[[ GIVEN PASSAGE, beginning ]]
Not much comfort or conclusion in luck.

And now the waiting and the unknown. Everyone wants resolution and even more than that, a happy ending.

Sometimes I feel like people are holding their breath around me. Like when you are reading a novel and your protagonist has been defeated three times by her foe and she is in the pit. You are certain that triumph must be on the next page, but you can’t see how she could possibly rise out of this situation. You are tempted to flip to the back of the book. You don’t want to keep reading if there isn’t a happy ending.

Well there is no peeking at the end of this book.

After months of quiet and waiting, I sense the spectators are getting restless. I am getting restless. There is only so long that we want to be held in suspense.

Above all we don’t want silence. If there isn’t a happy ending on the horizon we want to fill in the void with a reason for the seemingly tragic conclusion. Perhaps it’s her body; her body just can’t hold any more babies. Perhaps she is not praying; she hasn’t beseeched the throne of Heaven. Perhaps this is a sign that she is called to adoption; doesn’t she realize that she should be adopting? Perhaps she has sinned; God must have closed her womb.

I can’t tell you why there is silence. I can’t tell you why I’m being asked to wait.

I also can’t flip to the end of this book. I haven’t been granted a vision of a smiling babe in my arms. I haven’t been given a promise of another child. But I do know that there is a happy ending.

I don’t know how that happy ending will look and even more so, I don’t know that I will experience that happy ending in this life. But I do know that on the other side of this weeping and longing, there is a place where there will be no more tears and no more loss and where my family will be whole and complete.

So as I sat stupefied last Tuesday over a small probing question, the gifts of peace that have been mercifully poured out on me these sixteen months seemed to dry up. And for the first time in a long time I felt empty.

I turned my face toward Heaven and pleaded once again, “Why Lord, why did you let her ask me that question? And why do I feel so empty?”

The next morning, I received my answer. I’ve been going to a Bible study with some women in my community and we have been studying Beth Moore’s, “Jesus the One and Only.” We watched a video on The Lord’s Prayer, Jesus’ lesson on how to pray.

“No matter how long we’ve known Christ or how much we’ve prayed,” Beth said at the beginning of her lesson. “We still seem to cycle back to the sobering reality that we know very little about prayer. We find ourselves in the same position as Christ’s closest companions who wisely came to Him and said, “Lord, teach us to pray.”
[[ GIVEN PASSAGE, end ]]
* **SET OF TASKS**
**1.** Do these statements agree with the reflection on waiting? For each, answer yes or no and quote the words that decide it. (a) The writer has been given a promise of another child. (b) The Bible study group watched a video on The Lord's Prayer. (c) The writer felt empty for the first time in a long time.
**2.** Extend the reflection on waiting, picking up right after its final sentence.
[[ INPUT DATA, beginning ]]
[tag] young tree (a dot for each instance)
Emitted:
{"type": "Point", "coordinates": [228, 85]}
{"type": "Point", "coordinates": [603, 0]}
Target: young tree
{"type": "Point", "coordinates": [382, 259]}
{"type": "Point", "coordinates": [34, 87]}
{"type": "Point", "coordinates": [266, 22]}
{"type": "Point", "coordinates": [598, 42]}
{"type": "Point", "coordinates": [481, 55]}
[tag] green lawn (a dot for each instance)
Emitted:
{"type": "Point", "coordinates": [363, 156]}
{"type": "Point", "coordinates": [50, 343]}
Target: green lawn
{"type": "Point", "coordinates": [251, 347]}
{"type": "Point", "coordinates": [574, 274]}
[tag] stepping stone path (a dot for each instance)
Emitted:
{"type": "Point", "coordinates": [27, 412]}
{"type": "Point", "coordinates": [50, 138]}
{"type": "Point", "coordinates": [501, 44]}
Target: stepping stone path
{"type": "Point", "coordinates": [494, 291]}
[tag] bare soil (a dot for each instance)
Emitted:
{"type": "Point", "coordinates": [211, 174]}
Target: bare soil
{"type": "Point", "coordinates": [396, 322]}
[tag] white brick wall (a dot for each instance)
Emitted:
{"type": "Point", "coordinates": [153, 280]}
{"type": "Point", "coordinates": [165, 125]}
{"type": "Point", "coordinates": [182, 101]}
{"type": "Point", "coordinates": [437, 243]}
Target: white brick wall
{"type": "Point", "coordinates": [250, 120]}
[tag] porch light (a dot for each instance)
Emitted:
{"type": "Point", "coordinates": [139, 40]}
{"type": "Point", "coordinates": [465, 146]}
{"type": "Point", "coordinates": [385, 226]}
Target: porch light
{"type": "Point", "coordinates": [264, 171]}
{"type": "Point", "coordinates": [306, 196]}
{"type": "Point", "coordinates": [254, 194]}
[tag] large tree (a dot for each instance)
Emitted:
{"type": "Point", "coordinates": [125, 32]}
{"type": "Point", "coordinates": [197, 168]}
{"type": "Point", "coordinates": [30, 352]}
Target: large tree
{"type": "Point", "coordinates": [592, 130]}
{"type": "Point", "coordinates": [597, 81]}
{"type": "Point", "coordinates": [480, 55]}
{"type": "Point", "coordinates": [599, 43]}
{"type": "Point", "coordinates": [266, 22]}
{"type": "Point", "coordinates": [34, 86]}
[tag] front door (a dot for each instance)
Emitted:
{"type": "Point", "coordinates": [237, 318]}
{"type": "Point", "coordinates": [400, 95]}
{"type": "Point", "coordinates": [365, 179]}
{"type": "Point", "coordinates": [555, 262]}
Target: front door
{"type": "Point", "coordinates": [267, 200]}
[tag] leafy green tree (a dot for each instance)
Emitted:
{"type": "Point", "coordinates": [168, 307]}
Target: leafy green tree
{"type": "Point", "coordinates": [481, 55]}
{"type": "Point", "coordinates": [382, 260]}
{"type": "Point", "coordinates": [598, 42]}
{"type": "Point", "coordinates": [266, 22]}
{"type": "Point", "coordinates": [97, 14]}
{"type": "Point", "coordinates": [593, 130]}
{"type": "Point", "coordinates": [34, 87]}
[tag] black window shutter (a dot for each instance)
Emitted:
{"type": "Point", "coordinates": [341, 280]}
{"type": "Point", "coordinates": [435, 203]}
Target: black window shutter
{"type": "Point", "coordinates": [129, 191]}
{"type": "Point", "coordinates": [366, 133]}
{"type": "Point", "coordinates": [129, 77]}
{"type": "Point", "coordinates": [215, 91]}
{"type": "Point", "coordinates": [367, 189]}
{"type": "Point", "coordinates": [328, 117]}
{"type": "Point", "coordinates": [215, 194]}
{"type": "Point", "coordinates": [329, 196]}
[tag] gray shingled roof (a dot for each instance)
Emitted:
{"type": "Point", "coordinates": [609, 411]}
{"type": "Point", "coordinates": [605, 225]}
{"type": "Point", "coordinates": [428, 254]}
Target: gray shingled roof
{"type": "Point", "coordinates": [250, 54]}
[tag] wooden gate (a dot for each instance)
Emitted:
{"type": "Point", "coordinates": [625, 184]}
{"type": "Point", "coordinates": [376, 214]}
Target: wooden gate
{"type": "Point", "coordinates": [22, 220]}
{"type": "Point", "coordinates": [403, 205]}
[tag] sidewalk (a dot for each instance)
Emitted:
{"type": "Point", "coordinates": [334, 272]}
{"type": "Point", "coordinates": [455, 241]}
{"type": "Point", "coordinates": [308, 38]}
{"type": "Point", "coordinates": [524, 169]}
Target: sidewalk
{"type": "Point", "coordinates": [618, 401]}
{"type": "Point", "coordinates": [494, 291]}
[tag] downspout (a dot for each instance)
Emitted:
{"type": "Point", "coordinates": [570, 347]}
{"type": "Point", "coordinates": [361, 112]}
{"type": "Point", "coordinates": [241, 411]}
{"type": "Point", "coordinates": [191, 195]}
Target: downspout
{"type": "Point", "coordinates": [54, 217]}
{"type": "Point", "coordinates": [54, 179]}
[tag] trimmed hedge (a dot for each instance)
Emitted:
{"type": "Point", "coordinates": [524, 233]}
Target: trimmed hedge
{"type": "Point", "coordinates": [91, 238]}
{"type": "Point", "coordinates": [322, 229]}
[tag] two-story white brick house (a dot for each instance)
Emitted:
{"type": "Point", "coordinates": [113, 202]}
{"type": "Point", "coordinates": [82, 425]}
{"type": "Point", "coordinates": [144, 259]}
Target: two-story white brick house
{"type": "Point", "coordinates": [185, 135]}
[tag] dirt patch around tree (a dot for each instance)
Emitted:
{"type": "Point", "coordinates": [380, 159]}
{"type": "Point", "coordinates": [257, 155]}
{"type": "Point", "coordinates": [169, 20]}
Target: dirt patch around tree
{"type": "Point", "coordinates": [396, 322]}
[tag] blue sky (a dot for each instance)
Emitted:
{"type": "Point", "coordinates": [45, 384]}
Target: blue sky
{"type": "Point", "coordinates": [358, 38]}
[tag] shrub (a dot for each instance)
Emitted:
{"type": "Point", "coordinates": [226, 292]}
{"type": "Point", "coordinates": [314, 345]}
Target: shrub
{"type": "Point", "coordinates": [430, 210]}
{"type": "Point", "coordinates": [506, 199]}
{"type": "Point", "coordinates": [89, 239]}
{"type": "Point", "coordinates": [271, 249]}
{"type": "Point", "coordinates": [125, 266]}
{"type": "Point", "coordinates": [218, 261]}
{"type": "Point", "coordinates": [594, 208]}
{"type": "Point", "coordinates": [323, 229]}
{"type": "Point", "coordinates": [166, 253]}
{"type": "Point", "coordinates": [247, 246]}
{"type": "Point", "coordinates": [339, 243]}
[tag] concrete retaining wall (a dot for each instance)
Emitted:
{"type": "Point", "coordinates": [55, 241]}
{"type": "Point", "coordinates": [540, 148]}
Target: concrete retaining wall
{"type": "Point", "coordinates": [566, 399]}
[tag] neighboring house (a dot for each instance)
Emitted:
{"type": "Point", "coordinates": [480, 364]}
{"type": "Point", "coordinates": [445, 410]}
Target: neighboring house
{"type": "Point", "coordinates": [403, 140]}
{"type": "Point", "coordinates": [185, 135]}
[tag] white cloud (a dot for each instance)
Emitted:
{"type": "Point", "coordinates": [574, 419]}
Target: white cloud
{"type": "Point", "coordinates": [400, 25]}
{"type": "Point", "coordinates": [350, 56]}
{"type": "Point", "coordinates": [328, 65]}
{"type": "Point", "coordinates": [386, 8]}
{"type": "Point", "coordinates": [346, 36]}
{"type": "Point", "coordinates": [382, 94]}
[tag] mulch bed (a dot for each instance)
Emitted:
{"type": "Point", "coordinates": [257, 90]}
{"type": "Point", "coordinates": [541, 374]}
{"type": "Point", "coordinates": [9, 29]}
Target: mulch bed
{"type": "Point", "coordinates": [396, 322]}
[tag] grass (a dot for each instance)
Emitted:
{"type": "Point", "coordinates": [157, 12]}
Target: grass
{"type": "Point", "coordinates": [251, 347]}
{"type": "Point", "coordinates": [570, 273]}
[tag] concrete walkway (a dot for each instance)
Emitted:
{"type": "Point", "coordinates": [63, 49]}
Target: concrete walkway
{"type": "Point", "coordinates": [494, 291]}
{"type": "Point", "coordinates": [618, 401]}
[[ INPUT DATA, end ]]
* **WRITTEN RESPONSES**
**1.**
(a) No: "I haven’t been given a promise of another child."
(b) Yes: "We watched a video on The Lord’s Prayer, Jesus’ lesson on how to pray."
(c) Yes: "And for the first time in a long time I felt empty."

**2.**
“Yes,” I said in my heart, “Teach me to pray.”

I left that morning with a renewed conviction that prayer is not about what I am asking, but who I am asking.

Oh, if only I was able to fully comprehend the truth of that. Prayer is not the coins that I stick into the vending machine before punching in the code for the item that I want. Prayer is the coming into the awesome presence of the Most High God and laying down my wants before Him, so that I may be filled with Him.

Prayer is discovering that what we want most in this world and I really mean most is more of God. More than taking the crib out of the basement, more than putting the infant seat in the car, more than hearing another voice answer Ava back as she serves tea, more than laughing with lots of smiling faces at the dinner table, more than all of those and many other good things, I want to know and be known by God.

While I pray earnestly that God would give us more children, and while my prayers often turn into weeping, and while I know that Jesus wants us to cast our burdens on him and to be like the widow who would not give up, I am learning what Jesus meant when he prayed, “Thy will be done” (Matthew 6:10). He is the center of all things.

The psalmist says, “Delight yourself in the Lord and He will give you the desires of your heart” (37:4). Prayer is delighting myself in the Most High God and discovering that the desire of my heart is Him.

So like the Israelites who began each morning in the barren dessert gathering the life-giving manna that God had graciously placed out for them, I wake up each morning and pray, “Give me Jesus.”